## DIRECTIONS
Starting at the line that contains "of the hazy" and ending at the last of the items, rewrite those lines with "Target" renamed to "Label" and everything else left as it is.

## SOURCE RECORDS
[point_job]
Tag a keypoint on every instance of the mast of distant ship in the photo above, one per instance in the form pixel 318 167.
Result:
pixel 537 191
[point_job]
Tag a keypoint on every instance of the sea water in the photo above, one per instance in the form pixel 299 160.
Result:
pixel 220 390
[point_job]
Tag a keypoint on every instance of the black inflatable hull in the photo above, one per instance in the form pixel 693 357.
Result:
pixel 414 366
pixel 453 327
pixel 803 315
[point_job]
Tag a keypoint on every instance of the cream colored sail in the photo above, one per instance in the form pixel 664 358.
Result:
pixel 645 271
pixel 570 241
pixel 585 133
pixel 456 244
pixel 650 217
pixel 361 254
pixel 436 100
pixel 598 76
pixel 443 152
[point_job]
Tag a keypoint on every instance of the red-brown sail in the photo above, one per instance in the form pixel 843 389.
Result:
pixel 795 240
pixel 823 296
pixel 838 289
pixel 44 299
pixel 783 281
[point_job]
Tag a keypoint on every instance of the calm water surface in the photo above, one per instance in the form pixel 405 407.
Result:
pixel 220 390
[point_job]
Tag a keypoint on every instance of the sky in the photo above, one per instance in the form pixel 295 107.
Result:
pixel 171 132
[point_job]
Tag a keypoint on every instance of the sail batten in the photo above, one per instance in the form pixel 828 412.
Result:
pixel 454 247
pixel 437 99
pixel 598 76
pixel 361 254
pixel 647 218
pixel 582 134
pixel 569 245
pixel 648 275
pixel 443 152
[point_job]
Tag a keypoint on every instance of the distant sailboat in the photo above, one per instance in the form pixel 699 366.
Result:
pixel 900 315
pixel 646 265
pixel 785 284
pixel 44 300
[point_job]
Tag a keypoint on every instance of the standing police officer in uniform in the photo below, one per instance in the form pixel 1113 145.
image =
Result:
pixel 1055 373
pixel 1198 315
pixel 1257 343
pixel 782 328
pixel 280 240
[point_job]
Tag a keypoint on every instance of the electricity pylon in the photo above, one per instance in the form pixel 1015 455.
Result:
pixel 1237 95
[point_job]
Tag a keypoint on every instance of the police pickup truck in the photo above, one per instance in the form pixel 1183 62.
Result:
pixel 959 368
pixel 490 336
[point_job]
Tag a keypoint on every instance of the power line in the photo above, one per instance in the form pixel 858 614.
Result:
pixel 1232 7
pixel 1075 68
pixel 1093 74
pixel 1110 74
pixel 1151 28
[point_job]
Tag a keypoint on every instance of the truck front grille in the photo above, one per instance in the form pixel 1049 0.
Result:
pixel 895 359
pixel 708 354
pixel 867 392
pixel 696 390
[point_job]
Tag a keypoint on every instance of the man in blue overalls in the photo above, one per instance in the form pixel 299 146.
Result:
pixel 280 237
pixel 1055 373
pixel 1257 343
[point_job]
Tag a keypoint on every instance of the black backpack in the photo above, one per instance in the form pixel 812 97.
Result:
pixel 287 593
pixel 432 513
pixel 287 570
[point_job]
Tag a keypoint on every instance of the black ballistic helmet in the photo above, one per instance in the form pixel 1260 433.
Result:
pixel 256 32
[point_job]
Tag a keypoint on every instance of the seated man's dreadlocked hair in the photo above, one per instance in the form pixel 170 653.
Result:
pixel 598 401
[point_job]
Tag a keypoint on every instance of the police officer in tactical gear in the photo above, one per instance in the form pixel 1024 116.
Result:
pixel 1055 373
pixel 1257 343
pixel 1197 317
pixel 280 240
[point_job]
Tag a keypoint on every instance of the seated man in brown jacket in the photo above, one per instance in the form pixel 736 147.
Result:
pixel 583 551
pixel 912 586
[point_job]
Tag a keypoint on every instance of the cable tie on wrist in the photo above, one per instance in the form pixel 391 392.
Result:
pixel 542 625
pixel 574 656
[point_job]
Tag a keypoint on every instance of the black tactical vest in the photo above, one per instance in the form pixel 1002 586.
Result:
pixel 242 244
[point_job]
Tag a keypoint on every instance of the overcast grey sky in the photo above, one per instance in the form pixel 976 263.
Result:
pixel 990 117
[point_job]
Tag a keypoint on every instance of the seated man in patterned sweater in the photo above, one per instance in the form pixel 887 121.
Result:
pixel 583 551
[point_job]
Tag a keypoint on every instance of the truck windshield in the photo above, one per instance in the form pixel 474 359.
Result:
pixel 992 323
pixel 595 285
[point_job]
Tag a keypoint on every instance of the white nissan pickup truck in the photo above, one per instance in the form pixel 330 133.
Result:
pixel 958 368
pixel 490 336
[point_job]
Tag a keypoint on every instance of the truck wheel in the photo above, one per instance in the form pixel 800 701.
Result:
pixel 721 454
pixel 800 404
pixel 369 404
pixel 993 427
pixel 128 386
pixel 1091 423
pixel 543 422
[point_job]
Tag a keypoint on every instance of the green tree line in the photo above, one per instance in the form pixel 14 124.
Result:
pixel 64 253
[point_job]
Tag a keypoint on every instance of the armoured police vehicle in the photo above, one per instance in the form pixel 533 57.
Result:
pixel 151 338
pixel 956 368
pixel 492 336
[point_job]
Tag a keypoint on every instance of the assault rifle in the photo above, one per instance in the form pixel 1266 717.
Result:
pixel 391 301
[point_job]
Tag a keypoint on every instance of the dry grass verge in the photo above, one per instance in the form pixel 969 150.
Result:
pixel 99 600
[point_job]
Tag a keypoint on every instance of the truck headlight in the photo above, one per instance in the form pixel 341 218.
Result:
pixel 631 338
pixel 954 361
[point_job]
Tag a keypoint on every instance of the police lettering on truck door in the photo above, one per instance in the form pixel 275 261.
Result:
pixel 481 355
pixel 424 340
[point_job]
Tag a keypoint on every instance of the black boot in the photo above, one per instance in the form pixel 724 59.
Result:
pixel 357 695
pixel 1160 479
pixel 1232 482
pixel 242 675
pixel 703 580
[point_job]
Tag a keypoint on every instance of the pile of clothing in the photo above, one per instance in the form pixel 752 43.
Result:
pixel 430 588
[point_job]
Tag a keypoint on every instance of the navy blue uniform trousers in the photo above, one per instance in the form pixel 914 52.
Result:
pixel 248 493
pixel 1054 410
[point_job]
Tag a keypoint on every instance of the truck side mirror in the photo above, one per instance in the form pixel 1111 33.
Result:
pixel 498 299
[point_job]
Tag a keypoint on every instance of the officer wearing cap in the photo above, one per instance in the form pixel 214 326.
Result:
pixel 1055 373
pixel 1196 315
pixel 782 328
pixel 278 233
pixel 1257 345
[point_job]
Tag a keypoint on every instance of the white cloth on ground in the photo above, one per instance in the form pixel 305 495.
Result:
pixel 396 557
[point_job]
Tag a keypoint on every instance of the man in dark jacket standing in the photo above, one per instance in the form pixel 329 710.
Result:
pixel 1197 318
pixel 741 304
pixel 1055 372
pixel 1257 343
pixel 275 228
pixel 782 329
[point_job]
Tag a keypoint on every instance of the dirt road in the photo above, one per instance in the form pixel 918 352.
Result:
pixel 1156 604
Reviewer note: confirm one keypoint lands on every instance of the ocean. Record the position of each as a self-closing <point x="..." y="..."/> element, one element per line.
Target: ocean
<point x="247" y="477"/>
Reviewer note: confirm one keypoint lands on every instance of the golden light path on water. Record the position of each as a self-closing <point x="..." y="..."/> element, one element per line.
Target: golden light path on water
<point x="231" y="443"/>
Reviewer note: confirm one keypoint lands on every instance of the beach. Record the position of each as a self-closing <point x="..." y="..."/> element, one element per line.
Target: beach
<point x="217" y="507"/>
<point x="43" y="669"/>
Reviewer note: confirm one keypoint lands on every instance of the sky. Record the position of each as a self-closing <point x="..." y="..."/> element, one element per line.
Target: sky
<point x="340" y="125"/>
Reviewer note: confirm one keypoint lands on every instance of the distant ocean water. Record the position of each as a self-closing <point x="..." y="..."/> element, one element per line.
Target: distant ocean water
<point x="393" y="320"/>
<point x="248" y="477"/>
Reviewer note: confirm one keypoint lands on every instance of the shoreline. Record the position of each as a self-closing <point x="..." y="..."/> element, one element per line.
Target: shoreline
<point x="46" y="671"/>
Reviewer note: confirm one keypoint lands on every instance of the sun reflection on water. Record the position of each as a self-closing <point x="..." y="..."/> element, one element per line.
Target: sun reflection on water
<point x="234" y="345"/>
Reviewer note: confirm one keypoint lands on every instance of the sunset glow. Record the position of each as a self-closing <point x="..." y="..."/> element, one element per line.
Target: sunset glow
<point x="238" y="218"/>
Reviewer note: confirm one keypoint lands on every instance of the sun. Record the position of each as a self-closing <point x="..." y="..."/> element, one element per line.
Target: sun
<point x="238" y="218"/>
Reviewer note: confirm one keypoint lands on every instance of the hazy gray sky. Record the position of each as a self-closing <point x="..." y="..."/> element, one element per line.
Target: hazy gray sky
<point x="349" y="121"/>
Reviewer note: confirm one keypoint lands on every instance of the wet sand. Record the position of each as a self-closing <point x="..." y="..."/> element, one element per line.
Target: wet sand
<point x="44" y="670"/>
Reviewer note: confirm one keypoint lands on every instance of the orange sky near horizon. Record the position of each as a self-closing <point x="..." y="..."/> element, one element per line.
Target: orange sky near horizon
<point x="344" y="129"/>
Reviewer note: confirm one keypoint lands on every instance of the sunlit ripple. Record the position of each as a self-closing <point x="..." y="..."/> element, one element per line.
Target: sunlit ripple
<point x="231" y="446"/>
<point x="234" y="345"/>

## ANSWER TO THIS EXERCISE
Reviewer note: confirm one keypoint lands on every instance of the hazy gray sky. Record the position of each as a self-closing <point x="..." y="..."/> element, one element per line.
Label: hazy gray sky
<point x="349" y="121"/>
Reviewer note: confirm one keypoint lands on every instance of the wet sand. Record the position of each as a self-closing <point x="..." y="..."/> element, one element per line.
Label: wet sand
<point x="44" y="670"/>
Reviewer note: confirm one keypoint lands on every instance of the orange sky near horizon. Record the position of each as a self-closing <point x="..." y="..."/> element, one element per line.
Label: orange sky near horizon
<point x="344" y="129"/>
Reviewer note: confirm one keypoint lands on every instance of the sunlit ripple. Record the position of each as a self-closing <point x="..." y="..."/> element, one element per line.
Label: sunlit ripple
<point x="231" y="446"/>
<point x="234" y="345"/>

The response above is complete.